#### Written exercise
Render the following material again verbatim, leaving nothing out.

#### Source data

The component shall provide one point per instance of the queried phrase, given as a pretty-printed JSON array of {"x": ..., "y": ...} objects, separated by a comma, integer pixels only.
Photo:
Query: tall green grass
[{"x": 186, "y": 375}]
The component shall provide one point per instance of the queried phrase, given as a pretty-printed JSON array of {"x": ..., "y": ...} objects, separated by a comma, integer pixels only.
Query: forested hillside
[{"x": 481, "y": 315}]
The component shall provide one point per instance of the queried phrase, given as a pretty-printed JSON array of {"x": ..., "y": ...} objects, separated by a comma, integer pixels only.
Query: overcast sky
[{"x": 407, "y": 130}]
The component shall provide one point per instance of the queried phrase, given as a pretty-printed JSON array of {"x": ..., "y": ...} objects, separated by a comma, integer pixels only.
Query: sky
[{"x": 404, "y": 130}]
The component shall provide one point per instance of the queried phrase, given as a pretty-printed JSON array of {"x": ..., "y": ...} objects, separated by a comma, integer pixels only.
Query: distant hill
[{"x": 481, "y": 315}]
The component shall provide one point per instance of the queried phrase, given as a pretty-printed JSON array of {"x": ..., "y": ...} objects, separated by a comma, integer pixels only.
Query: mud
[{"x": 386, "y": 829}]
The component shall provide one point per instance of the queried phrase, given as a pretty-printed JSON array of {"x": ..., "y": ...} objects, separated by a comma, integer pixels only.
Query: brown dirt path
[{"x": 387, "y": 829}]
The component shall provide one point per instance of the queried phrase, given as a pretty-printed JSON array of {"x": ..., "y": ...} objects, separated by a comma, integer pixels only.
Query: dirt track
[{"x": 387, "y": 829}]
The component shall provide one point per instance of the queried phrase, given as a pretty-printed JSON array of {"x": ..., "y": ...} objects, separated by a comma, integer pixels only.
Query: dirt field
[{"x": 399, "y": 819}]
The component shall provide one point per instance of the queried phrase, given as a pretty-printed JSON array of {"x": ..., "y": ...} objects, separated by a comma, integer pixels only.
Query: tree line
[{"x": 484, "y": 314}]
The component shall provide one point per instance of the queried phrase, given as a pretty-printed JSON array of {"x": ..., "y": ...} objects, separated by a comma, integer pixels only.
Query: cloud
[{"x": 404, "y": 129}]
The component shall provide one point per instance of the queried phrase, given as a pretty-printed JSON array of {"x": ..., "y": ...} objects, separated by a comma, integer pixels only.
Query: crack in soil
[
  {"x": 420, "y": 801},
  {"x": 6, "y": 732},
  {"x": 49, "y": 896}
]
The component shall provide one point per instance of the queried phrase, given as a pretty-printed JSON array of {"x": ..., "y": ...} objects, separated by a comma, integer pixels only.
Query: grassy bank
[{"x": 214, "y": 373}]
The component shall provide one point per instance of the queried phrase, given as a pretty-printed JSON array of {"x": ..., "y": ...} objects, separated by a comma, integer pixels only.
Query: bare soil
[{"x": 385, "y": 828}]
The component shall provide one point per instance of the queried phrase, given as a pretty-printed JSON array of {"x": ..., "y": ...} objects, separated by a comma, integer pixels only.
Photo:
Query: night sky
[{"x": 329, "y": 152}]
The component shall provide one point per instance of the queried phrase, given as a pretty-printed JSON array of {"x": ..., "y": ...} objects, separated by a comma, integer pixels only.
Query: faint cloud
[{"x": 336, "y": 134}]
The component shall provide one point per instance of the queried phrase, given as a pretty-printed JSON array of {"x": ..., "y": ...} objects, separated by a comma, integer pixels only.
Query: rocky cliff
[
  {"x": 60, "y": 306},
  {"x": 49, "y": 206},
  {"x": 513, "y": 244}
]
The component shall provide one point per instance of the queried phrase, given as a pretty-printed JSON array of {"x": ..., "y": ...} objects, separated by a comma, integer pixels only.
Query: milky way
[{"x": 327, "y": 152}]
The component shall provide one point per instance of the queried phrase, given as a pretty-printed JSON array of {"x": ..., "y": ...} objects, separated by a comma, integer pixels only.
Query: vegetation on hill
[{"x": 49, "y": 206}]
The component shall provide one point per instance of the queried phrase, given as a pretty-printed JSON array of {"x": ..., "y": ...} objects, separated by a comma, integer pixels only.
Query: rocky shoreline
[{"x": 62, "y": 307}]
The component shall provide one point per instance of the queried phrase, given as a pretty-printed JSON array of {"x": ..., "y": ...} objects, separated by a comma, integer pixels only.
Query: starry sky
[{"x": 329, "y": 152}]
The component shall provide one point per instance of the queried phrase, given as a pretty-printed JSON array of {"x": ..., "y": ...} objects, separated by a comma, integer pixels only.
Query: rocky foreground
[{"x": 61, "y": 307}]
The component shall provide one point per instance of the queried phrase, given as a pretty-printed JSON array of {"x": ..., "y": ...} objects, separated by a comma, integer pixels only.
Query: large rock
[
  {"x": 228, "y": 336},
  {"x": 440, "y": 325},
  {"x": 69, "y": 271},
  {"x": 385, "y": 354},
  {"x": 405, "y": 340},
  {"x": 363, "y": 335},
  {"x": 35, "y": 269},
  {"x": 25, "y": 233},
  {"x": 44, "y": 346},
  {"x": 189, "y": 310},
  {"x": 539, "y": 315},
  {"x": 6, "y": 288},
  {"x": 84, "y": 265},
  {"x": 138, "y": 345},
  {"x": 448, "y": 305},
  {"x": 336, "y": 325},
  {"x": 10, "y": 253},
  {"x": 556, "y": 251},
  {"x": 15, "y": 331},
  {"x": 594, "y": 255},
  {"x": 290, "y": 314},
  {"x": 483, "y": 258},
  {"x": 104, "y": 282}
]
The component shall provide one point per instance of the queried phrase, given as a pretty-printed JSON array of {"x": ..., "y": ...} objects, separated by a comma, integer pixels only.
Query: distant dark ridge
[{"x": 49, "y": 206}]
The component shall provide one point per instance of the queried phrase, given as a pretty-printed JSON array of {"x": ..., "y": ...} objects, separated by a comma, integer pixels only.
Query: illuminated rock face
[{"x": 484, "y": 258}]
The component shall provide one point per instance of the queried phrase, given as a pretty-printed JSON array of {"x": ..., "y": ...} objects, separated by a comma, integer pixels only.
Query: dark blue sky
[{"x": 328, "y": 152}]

#### Exercise result
The component shall provide one point per instance of the queried phrase, given as a pretty-printed JSON array of {"x": ..., "y": ...} objects, separated by a comma, integer pixels only.
Photo:
Query: tall green grass
[{"x": 186, "y": 375}]
The component shall provide one point per instance of the queried phrase, given as a pretty-printed JSON array of {"x": ..., "y": ...} objects, separated by a comma, integer pixels only.
Query: forested hillside
[{"x": 481, "y": 315}]
The component shall provide one point per instance of the queried phrase, given as a pretty-printed JSON array of {"x": ..., "y": ...} objects, separated by a comma, integer pixels only.
Query: overcast sky
[{"x": 407, "y": 130}]
The component shall provide one point per instance of the queried phrase, given as a pretty-printed JSON array of {"x": ..., "y": ...} objects, separated by a comma, integer pixels only.
Query: sky
[{"x": 404, "y": 130}]
The component shall provide one point per instance of the queried phrase, given as a pretty-printed JSON array of {"x": ..., "y": ...} objects, separated by a comma, integer pixels only.
Query: distant hill
[{"x": 481, "y": 315}]
The component shall provide one point per instance of the queried phrase, given as a pretty-printed JSON array of {"x": ..., "y": ...} objects, separated by a comma, integer pixels only.
Query: mud
[{"x": 386, "y": 829}]
The component shall provide one point per instance of the queried phrase, given as a pretty-printed JSON array of {"x": ..., "y": ...} objects, separated by a comma, integer pixels only.
Query: brown dirt path
[{"x": 387, "y": 829}]
The component shall provide one point per instance of the queried phrase, given as a pretty-printed JSON array of {"x": ..., "y": ...} objects, separated by a comma, integer pixels only.
Query: dirt track
[{"x": 387, "y": 829}]
The component shall provide one point per instance of the queried phrase, given as a pretty-printed JSON array of {"x": ..., "y": ...} objects, separated by a comma, integer pixels only.
Query: dirt field
[{"x": 399, "y": 819}]
The component shall provide one point per instance of the queried phrase, given as a pretty-printed JSON array of {"x": ..., "y": ...} objects, separated by a comma, integer pixels only.
Query: tree line
[{"x": 484, "y": 314}]
The component shall provide one point per instance of the queried phrase, given as a pretty-printed JSON array of {"x": ..., "y": ...} objects, separated by a comma, integer pixels only.
Query: cloud
[{"x": 404, "y": 129}]
The component shall provide one point per instance of the queried phrase, given as a pretty-printed JSON array of {"x": ..., "y": ...} objects, separated by a comma, integer pixels only.
Query: crack in soil
[
  {"x": 420, "y": 801},
  {"x": 6, "y": 732},
  {"x": 49, "y": 896}
]
The component shall provide one point per instance of the queried phrase, given as a pretty-printed JSON array of {"x": ..., "y": ...} objects, separated by a comma, integer pixels only.
Query: grassy bank
[{"x": 214, "y": 373}]
The component shall provide one point per instance of the queried phrase, given as a pretty-printed JSON array of {"x": ..., "y": ...} objects, separated by a comma, integer pixels only.
Query: bare soil
[{"x": 385, "y": 828}]
The component shall provide one point per instance of the queried phrase, given as a pretty-printed JSON array of {"x": ..., "y": ...} objects, separated by a comma, integer pixels only.
Photo:
Query: night sky
[{"x": 329, "y": 152}]
The component shall provide one point per instance of the queried phrase, given as a pretty-printed JSON array of {"x": ..., "y": ...} objects, separated by a comma, integer pixels only.
Query: faint cloud
[{"x": 336, "y": 134}]
The component shall provide one point per instance of the queried phrase, given as a pretty-printed JSON array of {"x": ..., "y": ...} objects, separated by a comma, integer pixels only.
Query: rocky cliff
[
  {"x": 60, "y": 306},
  {"x": 49, "y": 206},
  {"x": 513, "y": 244}
]
The component shall provide one point per instance of the queried phrase, given as a pretty-printed JSON array of {"x": ..., "y": ...} objects, separated by a comma, integer pixels only.
Query: milky way
[{"x": 327, "y": 152}]
The component shall provide one point per instance of the queried phrase, given as a pretty-printed JSON array of {"x": ..., "y": ...} objects, separated by a comma, integer pixels only.
Query: vegetation on hill
[{"x": 49, "y": 206}]
The component shall provide one point per instance of the queried phrase, given as a pretty-printed JSON array of {"x": ..., "y": ...} objects, separated by a comma, integer pixels only.
Query: rocky shoreline
[{"x": 62, "y": 307}]
The component shall provide one point per instance of the queried phrase, given as a pretty-printed JSON array of {"x": ..., "y": ...} objects, separated by a comma, integer pixels only.
Query: starry sky
[{"x": 329, "y": 152}]
The component shall provide one point per instance of the queried phrase, given as a pretty-printed JSON array of {"x": ..., "y": ...} objects, separated by a comma, integer pixels only.
Query: rocky foreground
[{"x": 61, "y": 307}]
The component shall provide one point per instance of the queried phrase, given as a pretty-printed JSON array of {"x": ..., "y": ...} objects, separated by a comma, integer pixels only.
Query: large rock
[
  {"x": 228, "y": 336},
  {"x": 440, "y": 325},
  {"x": 69, "y": 271},
  {"x": 385, "y": 354},
  {"x": 405, "y": 340},
  {"x": 363, "y": 335},
  {"x": 35, "y": 269},
  {"x": 25, "y": 233},
  {"x": 44, "y": 346},
  {"x": 189, "y": 310},
  {"x": 539, "y": 315},
  {"x": 6, "y": 288},
  {"x": 84, "y": 265},
  {"x": 138, "y": 345},
  {"x": 448, "y": 305},
  {"x": 336, "y": 325},
  {"x": 10, "y": 253},
  {"x": 556, "y": 251},
  {"x": 15, "y": 331},
  {"x": 594, "y": 255},
  {"x": 290, "y": 314},
  {"x": 483, "y": 258},
  {"x": 104, "y": 282}
]
The component shall provide one point per instance of the queried phrase, given as a pretty-printed JSON array of {"x": ..., "y": ...} objects, separated by a comma, integer pixels only.
Query: distant dark ridge
[{"x": 49, "y": 206}]
The component shall provide one point per instance of the queried phrase, given as a pretty-printed JSON array of {"x": ..., "y": ...} objects, separated by a comma, integer pixels only.
Query: illuminated rock face
[{"x": 484, "y": 258}]
The component shall provide one point per instance of the queried phrase, given as a pretty-printed JSON array of {"x": ..., "y": ...} objects, separated by a comma, integer pixels only.
Query: dark blue sky
[{"x": 328, "y": 152}]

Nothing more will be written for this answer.